* **SELECTED EXTRACT**
────────────────
Start `piker.storage` subsys: cross-(ts)db middlewares #486

goodboy · 2023-03-09T20:35:02Z

Launch pad for work towards the task list in #485 🏄🏼

As a start this introduces a new piker.storage subsystem to
provide for database related middleware(s) as well as new storage
backend using polars and apache parquet files to implement
a built-in, local-filesystem managed "time series database":
nativedb.

After some extensive tinkering and brief performance measures I'm
tempted to go all in on this home grown solution for a variety of
reasons (see details in 27932e4) but re-summarizing some of them
here:

wayy faster load times with no "datums to load limit" required.
smaller space footprint and we haven't even touched compression
settings yet!
wayyy more compatible with other systems which can lever the apache
ecosystem.
gives us finer grained control over the filesystem usage so we can
choose to swap out stuff like the replication system or networking
access.
polars already has a multi-db compat layer with multi-engine
support we can leverage and completely sidestep integration work
with multiple standard tsdbs?
- https://pola-rs.github.io/polars-book/user-guide/io/database/

Core dev discusssion

we've put some work into marketstore support machinery
including:
- docker supervisor subsys, spawning, monitoring (which is still
  super useful going forward FWIW!).
- anyio-marketstore an async client written and maintained by
  our devs.
- originally using the rt ingest and re-publish over websocket
  features.
  AND the question is whether we're ok abandoning some of this
  and/or reimplementing it on our own around the new apache data
  file/model ecosystems?
we can definitely accomplish ingest, pub-sub and replication
on our own (without really much effort) with the following
existing subsystems and frameworks:
- ingest: tractor actor which writes to apache arrow (IPC)
  files and flushes to parquet on size constraints.
- pub-sub: again with tractor actor and trio-websocket
- replication: use a modern filesystem (btrfs or zfs) and or
  something like borg (with it's unofficial API client) to
  accomplish file syncing across many user-hosts.
  - borg has a community API: https://github.com/spslater/borgapi
  - other file systems:
    - https://nixos.wiki/wiki/ZFS
should we drop all the existing marketstore code?
- it's quite a bit of noise and not going to work anyway given
  the new implementation changes in the .data.history layer.
- the issues we've reported are not getting resolved and are more
  or less deal breakers, like marketstore: gRPC snappy compression crash? #443
- likely the new arcticdb is a better solution longer run then
  mkts was anyway given it's large insti usage..?
────────────────
* **PROVIDED MATERIAL**
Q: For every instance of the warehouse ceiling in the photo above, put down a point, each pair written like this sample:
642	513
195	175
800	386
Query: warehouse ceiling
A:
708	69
────────────────
* **WHAT IS BEING ASKED**
Can you copy everything from "we can definitely" down to "apache arrow (IPC)" in the piker.storage post, substituting "libraries" for "frameworks"?

* **RESULT OF THIS TASK**
we can definitely accomplish ingest, pub-sub and replication
on our own (without really much effort) with the following
existing subsystems and libraries:
- ingest: tractor actor which writes to apache arrow (IPC)